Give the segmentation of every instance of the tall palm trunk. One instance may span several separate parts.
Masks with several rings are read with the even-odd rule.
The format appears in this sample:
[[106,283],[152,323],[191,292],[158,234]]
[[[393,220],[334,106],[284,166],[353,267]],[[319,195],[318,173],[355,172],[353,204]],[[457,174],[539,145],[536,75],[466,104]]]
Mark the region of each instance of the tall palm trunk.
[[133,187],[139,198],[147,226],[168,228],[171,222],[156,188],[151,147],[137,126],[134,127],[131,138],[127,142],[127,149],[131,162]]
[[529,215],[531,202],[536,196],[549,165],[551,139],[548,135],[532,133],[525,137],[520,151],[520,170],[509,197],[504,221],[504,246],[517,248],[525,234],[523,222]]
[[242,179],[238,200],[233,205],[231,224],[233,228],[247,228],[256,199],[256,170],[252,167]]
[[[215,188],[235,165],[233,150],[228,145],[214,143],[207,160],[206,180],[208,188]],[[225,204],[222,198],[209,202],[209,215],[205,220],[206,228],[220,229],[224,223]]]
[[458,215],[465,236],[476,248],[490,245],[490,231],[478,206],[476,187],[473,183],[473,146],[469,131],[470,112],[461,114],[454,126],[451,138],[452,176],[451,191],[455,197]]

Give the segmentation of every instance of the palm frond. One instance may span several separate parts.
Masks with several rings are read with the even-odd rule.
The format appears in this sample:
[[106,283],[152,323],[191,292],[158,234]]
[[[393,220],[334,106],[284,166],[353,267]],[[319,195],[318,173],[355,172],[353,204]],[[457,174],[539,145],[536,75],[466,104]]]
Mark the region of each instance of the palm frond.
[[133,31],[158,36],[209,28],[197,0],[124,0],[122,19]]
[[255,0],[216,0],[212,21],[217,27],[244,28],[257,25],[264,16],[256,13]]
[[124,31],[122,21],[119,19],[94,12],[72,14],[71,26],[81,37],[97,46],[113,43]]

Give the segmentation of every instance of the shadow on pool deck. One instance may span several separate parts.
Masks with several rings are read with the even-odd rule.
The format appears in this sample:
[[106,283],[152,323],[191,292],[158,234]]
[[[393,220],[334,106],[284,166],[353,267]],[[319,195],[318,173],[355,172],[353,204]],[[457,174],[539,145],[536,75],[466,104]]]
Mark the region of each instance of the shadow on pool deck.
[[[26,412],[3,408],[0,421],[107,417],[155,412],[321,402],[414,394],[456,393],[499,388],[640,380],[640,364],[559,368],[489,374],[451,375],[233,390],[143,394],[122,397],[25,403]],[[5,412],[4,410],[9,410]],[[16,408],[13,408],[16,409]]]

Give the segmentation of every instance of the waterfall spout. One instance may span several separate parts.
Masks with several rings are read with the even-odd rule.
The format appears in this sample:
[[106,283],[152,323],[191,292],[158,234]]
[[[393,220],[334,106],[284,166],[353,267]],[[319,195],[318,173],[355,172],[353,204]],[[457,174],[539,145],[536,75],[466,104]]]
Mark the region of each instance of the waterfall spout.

=-=-=-=-=

Give back the whole listing, word for word.

> [Finished exercise]
Give the segmentation of every instance of the tall palm trunk. One instance may span several separate parts.
Masks with several rings are read with the even-odd rule.
The format appears in this sample:
[[106,283],[152,323],[191,292],[158,234]]
[[[393,220],[334,106],[284,166],[353,267]],[[319,195],[318,173],[355,172],[353,204]],[[457,174],[539,145],[536,75],[466,104]]]
Mark the region of each instance of the tall palm trunk.
[[133,187],[139,198],[147,226],[168,228],[171,222],[156,188],[151,147],[137,126],[134,127],[131,138],[127,142],[127,149],[131,162]]
[[529,215],[531,202],[536,196],[549,165],[551,139],[548,135],[532,133],[525,137],[520,151],[520,170],[509,197],[504,221],[504,246],[517,248],[525,234],[523,222]]
[[242,179],[238,200],[233,205],[231,224],[233,228],[247,228],[256,199],[256,170],[252,167]]
[[[215,188],[235,165],[233,150],[228,145],[214,143],[207,160],[206,180],[208,188]],[[225,204],[222,198],[209,202],[209,215],[205,220],[206,228],[220,229],[224,223]]]
[[458,215],[465,236],[476,248],[490,245],[490,231],[478,206],[476,187],[473,183],[473,146],[469,131],[470,112],[461,114],[454,126],[451,138],[452,176],[451,191],[455,197]]

Give the segmentation of every instance of the palm frond. One instance may span several separate parts.
Masks with several rings are read with the even-odd rule.
The format appears in this sample:
[[106,283],[152,323],[191,292],[158,234]]
[[[393,220],[334,106],[284,166],[353,267]],[[319,195],[318,173],[355,172],[353,204]],[[457,174],[539,145],[536,75],[466,104]]]
Mark the region of each instance of the palm frond.
[[133,31],[158,36],[209,28],[197,0],[124,0],[122,19]]
[[255,0],[216,0],[212,21],[217,27],[244,28],[257,25],[264,16],[256,13]]
[[124,31],[122,21],[119,19],[94,12],[72,14],[71,26],[81,37],[97,46],[113,43]]

Give the segmentation of every instance of the shadow on pool deck. One instance may span several separate parts.
Masks with several rings are read with the even-odd rule.
The format appears in this sample:
[[106,283],[152,323],[191,292],[158,234]]
[[[393,220],[334,106],[284,166],[353,267]],[[319,195],[318,173],[355,172],[353,204]],[[457,174],[539,145],[536,75],[466,104]]]
Mark the region of each instance of the shadow on pool deck.
[[[26,412],[3,408],[0,421],[107,417],[155,412],[321,402],[414,394],[456,393],[499,388],[640,380],[640,364],[559,368],[489,374],[451,375],[233,390],[143,394],[122,397],[25,403]],[[5,412],[4,410],[9,410]],[[16,408],[13,408],[16,409]]]

Give the segmentation of every instance of the waterfall spout. One instance may span several separate parts.
Masks with several rings are read with the even-odd rule.
The format appears in this sample:
[[106,283],[152,323],[191,292],[158,234]]
[[[393,220],[334,106],[284,166],[353,267]],[[319,195],[318,173],[355,172],[353,204]],[[457,174],[539,145],[536,75],[466,104]]]
Mark the region of each instance of the waterfall spout.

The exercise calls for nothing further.